◆ **Task goal**: Word for word, restate every line of the material.

Stored items:
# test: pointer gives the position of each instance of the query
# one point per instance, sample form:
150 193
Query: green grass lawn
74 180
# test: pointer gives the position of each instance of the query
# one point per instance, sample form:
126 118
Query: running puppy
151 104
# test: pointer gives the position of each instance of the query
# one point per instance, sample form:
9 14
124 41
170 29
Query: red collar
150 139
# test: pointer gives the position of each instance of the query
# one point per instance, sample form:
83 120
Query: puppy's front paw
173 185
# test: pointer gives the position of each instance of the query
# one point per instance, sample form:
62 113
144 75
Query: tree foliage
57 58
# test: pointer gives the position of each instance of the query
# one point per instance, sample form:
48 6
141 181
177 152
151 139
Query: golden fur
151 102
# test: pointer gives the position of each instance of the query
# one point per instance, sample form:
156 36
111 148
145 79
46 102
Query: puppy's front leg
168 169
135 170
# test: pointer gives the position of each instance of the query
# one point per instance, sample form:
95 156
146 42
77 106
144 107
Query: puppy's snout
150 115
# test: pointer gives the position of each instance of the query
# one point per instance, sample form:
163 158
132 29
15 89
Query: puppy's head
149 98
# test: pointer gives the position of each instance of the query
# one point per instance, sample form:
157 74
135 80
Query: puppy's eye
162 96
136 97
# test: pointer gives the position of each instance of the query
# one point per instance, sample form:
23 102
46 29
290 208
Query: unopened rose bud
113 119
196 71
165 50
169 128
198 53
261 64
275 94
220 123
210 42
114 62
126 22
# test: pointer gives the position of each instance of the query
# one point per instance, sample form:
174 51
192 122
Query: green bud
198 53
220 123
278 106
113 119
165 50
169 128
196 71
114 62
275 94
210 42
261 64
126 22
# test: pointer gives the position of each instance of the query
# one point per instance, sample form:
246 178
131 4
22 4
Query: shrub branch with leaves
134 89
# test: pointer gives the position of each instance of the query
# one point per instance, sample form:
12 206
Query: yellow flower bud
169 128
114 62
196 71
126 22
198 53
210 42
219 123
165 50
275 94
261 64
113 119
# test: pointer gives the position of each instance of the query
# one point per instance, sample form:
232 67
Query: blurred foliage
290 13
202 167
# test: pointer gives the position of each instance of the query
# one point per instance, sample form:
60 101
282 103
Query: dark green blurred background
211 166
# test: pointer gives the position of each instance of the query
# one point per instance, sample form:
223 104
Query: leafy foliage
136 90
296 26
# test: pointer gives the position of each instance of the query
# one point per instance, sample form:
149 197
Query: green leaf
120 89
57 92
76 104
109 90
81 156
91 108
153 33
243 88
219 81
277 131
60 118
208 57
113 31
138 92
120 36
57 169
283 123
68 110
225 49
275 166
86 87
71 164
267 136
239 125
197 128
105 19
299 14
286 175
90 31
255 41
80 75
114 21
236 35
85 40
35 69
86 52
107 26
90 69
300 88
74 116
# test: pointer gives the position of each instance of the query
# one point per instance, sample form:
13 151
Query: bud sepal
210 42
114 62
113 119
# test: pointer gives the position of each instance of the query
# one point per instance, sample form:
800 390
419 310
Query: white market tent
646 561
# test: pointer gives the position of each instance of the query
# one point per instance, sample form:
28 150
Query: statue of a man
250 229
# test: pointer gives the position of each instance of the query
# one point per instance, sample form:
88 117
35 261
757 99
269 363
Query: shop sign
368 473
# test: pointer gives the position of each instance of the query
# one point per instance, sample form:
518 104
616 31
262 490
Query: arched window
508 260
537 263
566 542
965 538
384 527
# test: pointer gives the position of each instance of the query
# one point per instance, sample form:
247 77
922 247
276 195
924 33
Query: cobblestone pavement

◆ **Exercise response**:
# test: pointer gives the position of each instance of the query
# one point per instance, sample form:
150 193
Query: green grass lawn
74 180
# test: pointer gives the position of each instance of the query
# one point per instance, sample form:
126 118
Query: running puppy
151 104
# test: pointer gives the position of each instance of the query
# one point per instance, sample form:
9 14
124 41
170 29
Query: red collar
150 139
# test: pointer gives the position of each instance of the query
# one point per instance, sample form:
83 120
Query: puppy's front paw
173 185
# test: pointer gives the position of each instance of the query
# one point per instance, sample form:
62 113
144 75
Query: tree foliage
57 58
# test: pointer gives the position of each instance of the query
# one point per instance, sample form:
48 6
141 181
177 152
151 139
Query: golden fur
151 102
# test: pointer gives the position of each instance of the query
# one point per instance, sample form:
156 36
111 148
145 79
46 102
Query: puppy's front leg
168 169
135 170
# test: pointer gives the position of each instance of the query
# one point per instance, sample form:
95 156
146 42
77 106
144 107
Query: puppy's snout
150 115
# test: pointer gives the position of each instance of the query
# one point per instance, sample form:
163 158
132 29
15 89
Query: puppy's head
149 98
# test: pointer gives the position of each instance of the query
# one point per instance, sample form:
157 74
135 80
Query: puppy's eye
162 96
136 97
# test: pointer gives the position of each instance of the query
# one point per instance, sample form:
23 102
46 29
290 208
Query: unopened rose bud
113 119
196 71
165 50
169 128
198 53
261 64
275 94
220 123
210 42
114 62
126 22
# test: pointer gives the position of each instance of the query
# one point per instance, sample form:
174 51
192 122
Query: green bud
198 53
220 123
278 106
113 119
165 50
169 128
196 71
114 62
275 94
210 42
261 64
126 22
# test: pointer gives the position of each instance of the query
# one point per instance, sample form:
246 178
131 4
22 4
Query: shrub branch with leaves
134 89
# test: pointer gives the position of each instance of the query
# one point per instance, sample form:
12 206
Query: yellow flower bud
169 128
114 62
196 71
126 22
198 53
210 42
219 123
165 50
275 94
261 64
113 119
# test: pointer gives the position of each instance of the query
# one point per instance, sample form:
232 67
Query: blurred foliage
290 13
202 167
# test: pointer gives the position of each instance of the query
# one point per instance, sample form:
60 101
282 103
Query: dark green blurred background
211 166
# test: pointer gives the position of each instance of the query
# one point per instance, sample form:
223 104
Query: leafy foliage
136 90
296 26
# test: pointer gives the position of each instance of the query
# one point per instance, sample form:
149 197
Query: green leaf
120 89
57 92
76 104
109 90
81 156
91 108
153 33
243 88
219 81
277 131
60 118
208 57
113 31
138 92
120 36
57 169
283 123
68 110
225 49
275 166
86 87
71 164
267 136
239 125
197 128
105 19
299 14
286 175
90 31
255 41
80 75
114 21
236 35
85 40
35 69
86 52
107 26
90 69
300 88
74 116
# test: pointer gives the position of each instance of the query
# one point per instance, sample form:
13 151
Query: bud sepal
210 42
114 62
113 119
# test: pointer gives the position of each instance of the query
# one point per instance, sample form:
800 390
419 310
Query: white market tent
646 561
# test: pointer gives the position of each instance of the query
# one point per instance, sample form:
28 150
Query: statue of a man
250 229
# test: pointer gives the position of each instance of the query
# one point per instance, sample form:
88 117
35 261
757 99
269 363
Query: shop sign
368 473
# test: pointer gives the position of each instance of the query
# one point per instance, sample form:
518 104
616 31
262 490
Query: arched window
508 260
537 263
566 542
965 538
384 527
# test: pointer gives the position of each instance of the query
# one point per instance, sample form:
247 77
922 247
276 195
924 33
Query: cobblestone pavement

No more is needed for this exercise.